• **EXERCISE OBJECTIVE**:
Lines that contain the string "dark" are the ones to list; copy all of them from the records.

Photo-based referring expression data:
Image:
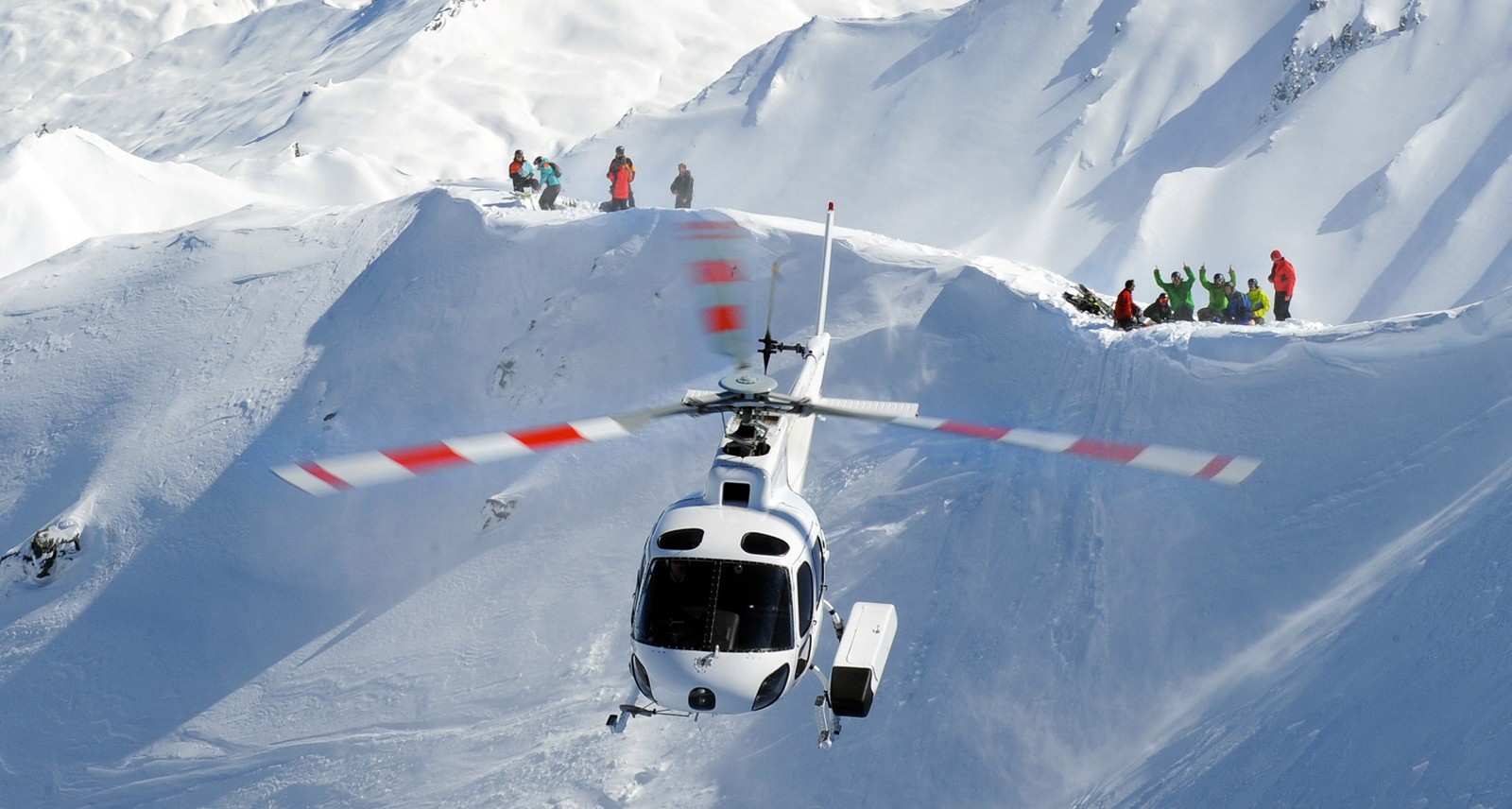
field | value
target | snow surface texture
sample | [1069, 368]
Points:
[188, 304]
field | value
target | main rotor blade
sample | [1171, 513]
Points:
[362, 469]
[715, 265]
[1189, 463]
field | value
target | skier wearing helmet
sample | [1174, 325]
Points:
[1284, 277]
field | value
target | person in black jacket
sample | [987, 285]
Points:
[682, 186]
[1160, 312]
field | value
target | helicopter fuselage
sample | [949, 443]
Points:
[730, 586]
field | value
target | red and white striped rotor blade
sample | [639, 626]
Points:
[363, 469]
[715, 265]
[1189, 463]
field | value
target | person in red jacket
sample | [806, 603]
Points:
[622, 173]
[1284, 277]
[1125, 315]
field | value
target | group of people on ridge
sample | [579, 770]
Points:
[620, 176]
[524, 176]
[1227, 302]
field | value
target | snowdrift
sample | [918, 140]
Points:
[1070, 634]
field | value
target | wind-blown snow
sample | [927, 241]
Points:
[185, 302]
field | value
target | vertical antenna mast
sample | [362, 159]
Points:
[824, 277]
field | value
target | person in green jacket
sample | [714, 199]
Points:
[1179, 292]
[1217, 301]
[1259, 301]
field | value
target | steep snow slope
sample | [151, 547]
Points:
[72, 185]
[1108, 136]
[433, 88]
[1071, 632]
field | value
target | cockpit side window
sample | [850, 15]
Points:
[707, 604]
[805, 597]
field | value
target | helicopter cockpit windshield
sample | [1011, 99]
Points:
[707, 604]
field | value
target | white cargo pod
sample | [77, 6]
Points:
[861, 657]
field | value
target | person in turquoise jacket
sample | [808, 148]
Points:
[1179, 292]
[1217, 301]
[1259, 301]
[554, 183]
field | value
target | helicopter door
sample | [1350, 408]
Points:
[806, 619]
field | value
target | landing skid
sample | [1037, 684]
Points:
[617, 722]
[824, 713]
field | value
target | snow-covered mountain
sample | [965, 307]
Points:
[188, 302]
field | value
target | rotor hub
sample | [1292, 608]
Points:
[748, 383]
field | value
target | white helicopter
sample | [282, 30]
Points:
[730, 592]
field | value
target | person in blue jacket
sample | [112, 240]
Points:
[1237, 309]
[552, 178]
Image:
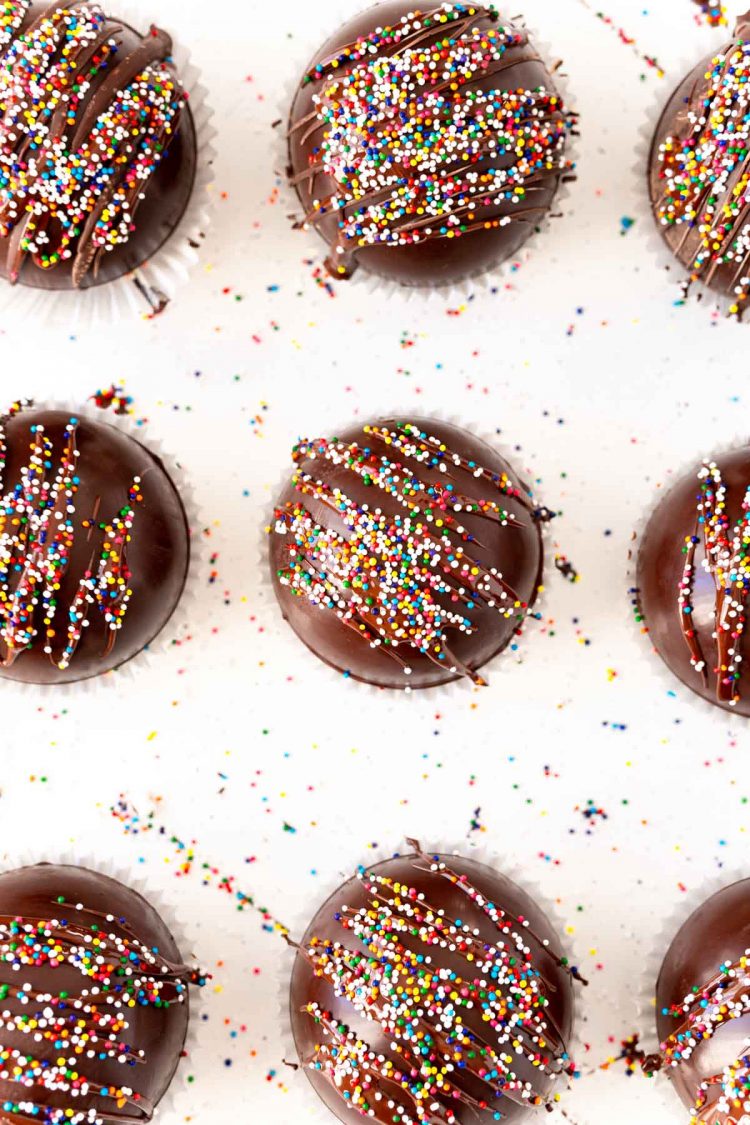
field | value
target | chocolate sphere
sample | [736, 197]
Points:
[93, 547]
[703, 1010]
[410, 986]
[128, 147]
[95, 998]
[693, 581]
[698, 179]
[426, 147]
[405, 554]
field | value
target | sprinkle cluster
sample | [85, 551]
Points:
[71, 178]
[416, 145]
[398, 581]
[37, 533]
[12, 14]
[701, 1016]
[705, 176]
[714, 12]
[118, 973]
[450, 1031]
[728, 561]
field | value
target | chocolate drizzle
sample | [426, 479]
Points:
[413, 980]
[81, 134]
[701, 172]
[399, 569]
[412, 138]
[37, 534]
[728, 563]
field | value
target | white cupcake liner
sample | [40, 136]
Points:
[466, 849]
[170, 916]
[684, 909]
[666, 678]
[372, 284]
[143, 660]
[667, 262]
[170, 268]
[457, 687]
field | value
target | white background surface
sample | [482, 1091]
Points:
[236, 732]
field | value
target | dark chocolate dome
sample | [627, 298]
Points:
[435, 145]
[703, 1009]
[108, 164]
[405, 554]
[93, 547]
[410, 986]
[95, 1002]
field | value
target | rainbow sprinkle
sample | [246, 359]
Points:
[713, 12]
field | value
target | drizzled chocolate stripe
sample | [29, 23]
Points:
[37, 533]
[703, 173]
[728, 561]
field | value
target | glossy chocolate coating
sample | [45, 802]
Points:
[33, 893]
[515, 551]
[165, 200]
[443, 896]
[157, 554]
[437, 261]
[719, 932]
[683, 241]
[660, 564]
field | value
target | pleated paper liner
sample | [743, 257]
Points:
[155, 284]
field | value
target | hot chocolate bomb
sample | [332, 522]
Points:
[432, 989]
[93, 547]
[426, 144]
[98, 149]
[703, 1010]
[405, 554]
[93, 999]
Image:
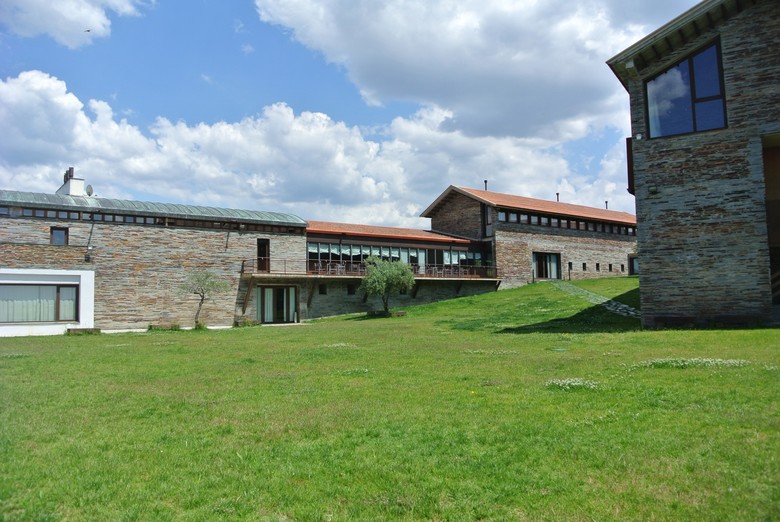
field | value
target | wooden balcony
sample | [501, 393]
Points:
[289, 267]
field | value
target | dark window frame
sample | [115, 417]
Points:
[53, 239]
[692, 97]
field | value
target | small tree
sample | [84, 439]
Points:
[384, 278]
[204, 284]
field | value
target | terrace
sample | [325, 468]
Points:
[342, 268]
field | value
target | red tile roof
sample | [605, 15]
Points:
[325, 227]
[508, 201]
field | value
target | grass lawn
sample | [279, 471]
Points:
[526, 404]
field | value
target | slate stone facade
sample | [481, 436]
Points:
[582, 255]
[702, 197]
[591, 254]
[139, 269]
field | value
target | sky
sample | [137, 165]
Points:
[353, 111]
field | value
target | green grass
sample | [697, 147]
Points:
[527, 404]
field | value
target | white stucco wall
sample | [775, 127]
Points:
[85, 279]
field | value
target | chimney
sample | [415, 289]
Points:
[71, 185]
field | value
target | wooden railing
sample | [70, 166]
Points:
[358, 269]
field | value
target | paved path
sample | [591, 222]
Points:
[609, 304]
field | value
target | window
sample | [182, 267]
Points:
[689, 97]
[38, 303]
[59, 236]
[547, 266]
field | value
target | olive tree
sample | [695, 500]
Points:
[204, 284]
[384, 278]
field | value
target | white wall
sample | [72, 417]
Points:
[84, 278]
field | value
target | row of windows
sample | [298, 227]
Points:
[542, 220]
[38, 303]
[548, 266]
[334, 252]
[140, 220]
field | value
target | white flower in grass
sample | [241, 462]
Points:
[695, 362]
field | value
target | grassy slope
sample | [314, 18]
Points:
[442, 414]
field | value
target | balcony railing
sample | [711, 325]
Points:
[358, 269]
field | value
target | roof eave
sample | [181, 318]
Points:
[622, 64]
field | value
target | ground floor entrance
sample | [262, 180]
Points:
[546, 266]
[277, 304]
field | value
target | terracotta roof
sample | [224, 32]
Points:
[508, 201]
[325, 227]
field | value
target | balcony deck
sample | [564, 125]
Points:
[258, 267]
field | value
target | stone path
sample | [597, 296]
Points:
[609, 304]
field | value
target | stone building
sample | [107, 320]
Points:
[71, 260]
[704, 163]
[530, 239]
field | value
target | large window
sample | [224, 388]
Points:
[38, 303]
[689, 97]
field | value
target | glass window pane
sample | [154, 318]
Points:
[706, 73]
[669, 102]
[709, 115]
[67, 303]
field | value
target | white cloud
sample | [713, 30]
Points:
[306, 163]
[72, 23]
[501, 67]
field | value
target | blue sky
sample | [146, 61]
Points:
[355, 111]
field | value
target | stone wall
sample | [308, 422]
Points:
[460, 217]
[701, 197]
[604, 255]
[139, 269]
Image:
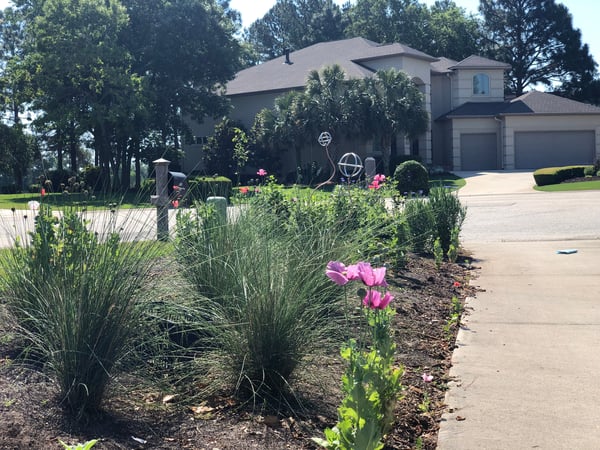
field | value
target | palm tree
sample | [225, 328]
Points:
[395, 106]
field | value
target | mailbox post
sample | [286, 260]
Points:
[161, 199]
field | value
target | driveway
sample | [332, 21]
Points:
[497, 182]
[525, 365]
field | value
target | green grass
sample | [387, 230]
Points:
[447, 179]
[567, 187]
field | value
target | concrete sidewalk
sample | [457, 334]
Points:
[526, 366]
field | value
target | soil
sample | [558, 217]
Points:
[135, 417]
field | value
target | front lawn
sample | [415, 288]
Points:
[566, 187]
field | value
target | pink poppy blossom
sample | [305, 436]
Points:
[336, 271]
[371, 277]
[352, 272]
[374, 300]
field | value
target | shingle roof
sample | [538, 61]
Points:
[352, 55]
[533, 102]
[479, 62]
[544, 103]
[442, 65]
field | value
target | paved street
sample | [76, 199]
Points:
[526, 362]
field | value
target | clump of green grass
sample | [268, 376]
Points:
[265, 302]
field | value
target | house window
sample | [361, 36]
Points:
[481, 84]
[200, 140]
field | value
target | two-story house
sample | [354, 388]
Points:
[472, 127]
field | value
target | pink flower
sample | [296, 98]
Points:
[336, 271]
[374, 300]
[371, 277]
[352, 272]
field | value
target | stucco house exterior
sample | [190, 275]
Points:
[472, 127]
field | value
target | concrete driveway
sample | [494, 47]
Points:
[526, 364]
[497, 182]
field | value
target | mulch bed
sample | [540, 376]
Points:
[137, 418]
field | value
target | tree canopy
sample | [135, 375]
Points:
[126, 72]
[537, 38]
[294, 24]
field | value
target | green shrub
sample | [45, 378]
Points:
[556, 175]
[411, 176]
[72, 296]
[449, 215]
[589, 171]
[200, 188]
[421, 224]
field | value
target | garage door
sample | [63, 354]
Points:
[534, 150]
[479, 151]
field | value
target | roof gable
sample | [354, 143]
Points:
[352, 55]
[530, 103]
[543, 103]
[479, 62]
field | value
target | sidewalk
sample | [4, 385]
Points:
[527, 365]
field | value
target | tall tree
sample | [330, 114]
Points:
[537, 38]
[396, 107]
[294, 24]
[185, 50]
[82, 70]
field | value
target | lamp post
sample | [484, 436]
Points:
[161, 199]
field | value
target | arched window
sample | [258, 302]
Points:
[481, 84]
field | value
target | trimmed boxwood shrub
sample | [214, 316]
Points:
[200, 188]
[411, 176]
[556, 175]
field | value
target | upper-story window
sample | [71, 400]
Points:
[481, 84]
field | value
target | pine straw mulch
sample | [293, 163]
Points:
[135, 417]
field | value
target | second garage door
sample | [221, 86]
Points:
[479, 151]
[537, 149]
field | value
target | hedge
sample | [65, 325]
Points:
[200, 188]
[556, 175]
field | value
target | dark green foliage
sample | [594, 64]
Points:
[538, 40]
[293, 25]
[92, 177]
[556, 175]
[72, 296]
[218, 153]
[411, 177]
[421, 224]
[200, 188]
[448, 215]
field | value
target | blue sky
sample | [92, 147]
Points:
[585, 15]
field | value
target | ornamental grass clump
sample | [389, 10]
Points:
[73, 296]
[371, 382]
[265, 307]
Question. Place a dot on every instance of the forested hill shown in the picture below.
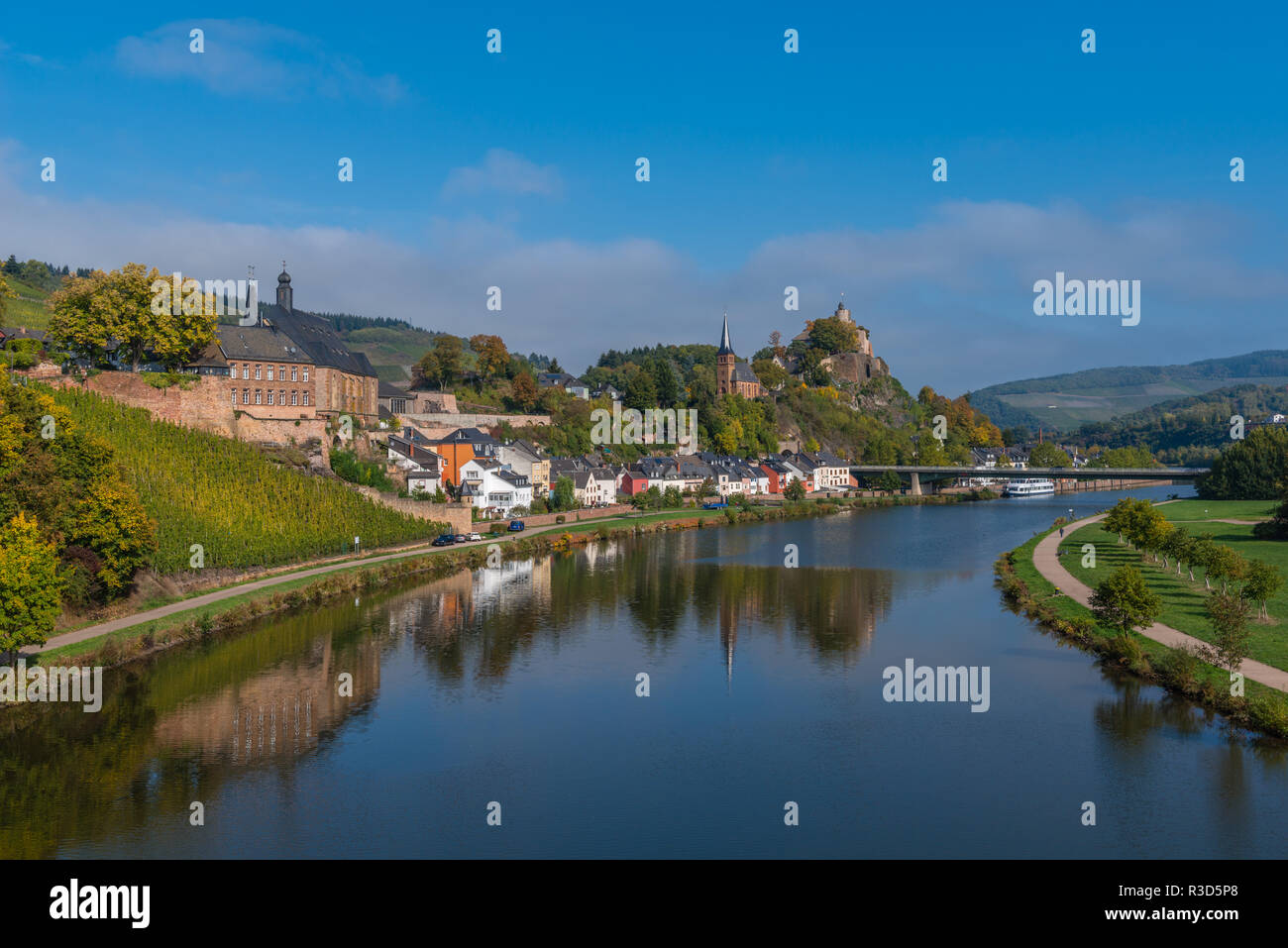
(1064, 402)
(1188, 430)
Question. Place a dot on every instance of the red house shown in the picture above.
(634, 481)
(778, 475)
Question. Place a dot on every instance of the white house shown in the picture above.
(489, 487)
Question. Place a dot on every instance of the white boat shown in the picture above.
(1029, 487)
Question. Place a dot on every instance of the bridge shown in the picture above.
(915, 471)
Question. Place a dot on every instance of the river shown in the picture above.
(514, 691)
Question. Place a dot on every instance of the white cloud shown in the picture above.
(503, 172)
(248, 56)
(948, 300)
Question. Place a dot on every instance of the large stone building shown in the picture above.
(855, 368)
(291, 365)
(734, 375)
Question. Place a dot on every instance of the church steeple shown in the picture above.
(725, 348)
(283, 288)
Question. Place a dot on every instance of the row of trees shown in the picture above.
(1125, 600)
(1144, 527)
(71, 528)
(93, 313)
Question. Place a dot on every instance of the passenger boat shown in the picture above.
(1029, 487)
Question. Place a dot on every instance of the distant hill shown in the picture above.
(29, 307)
(1186, 430)
(1100, 394)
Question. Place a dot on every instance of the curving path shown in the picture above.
(268, 582)
(1050, 566)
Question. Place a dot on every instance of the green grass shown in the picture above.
(1067, 609)
(224, 494)
(1219, 509)
(1183, 600)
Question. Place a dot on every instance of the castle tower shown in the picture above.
(841, 311)
(283, 288)
(724, 363)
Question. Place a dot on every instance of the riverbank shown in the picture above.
(1175, 666)
(230, 609)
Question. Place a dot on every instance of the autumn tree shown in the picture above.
(91, 312)
(1262, 581)
(30, 584)
(1229, 616)
(492, 356)
(1047, 455)
(449, 352)
(112, 523)
(5, 292)
(526, 391)
(1125, 601)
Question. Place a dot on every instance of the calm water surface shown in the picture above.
(518, 685)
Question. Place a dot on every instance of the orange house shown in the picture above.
(463, 446)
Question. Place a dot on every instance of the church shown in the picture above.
(291, 365)
(733, 375)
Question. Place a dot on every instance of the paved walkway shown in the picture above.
(1050, 566)
(219, 595)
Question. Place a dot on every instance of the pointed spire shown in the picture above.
(725, 347)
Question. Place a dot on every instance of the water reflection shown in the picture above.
(196, 723)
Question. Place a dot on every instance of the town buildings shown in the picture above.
(733, 375)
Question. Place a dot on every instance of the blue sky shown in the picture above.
(768, 168)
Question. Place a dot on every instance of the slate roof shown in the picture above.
(742, 372)
(318, 338)
(241, 343)
(387, 390)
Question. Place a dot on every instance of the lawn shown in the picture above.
(1183, 600)
(1065, 608)
(1223, 509)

• **SOLUTION BELOW**:
target | dark chocolate dome
target | dark window frame
target | dark green foliage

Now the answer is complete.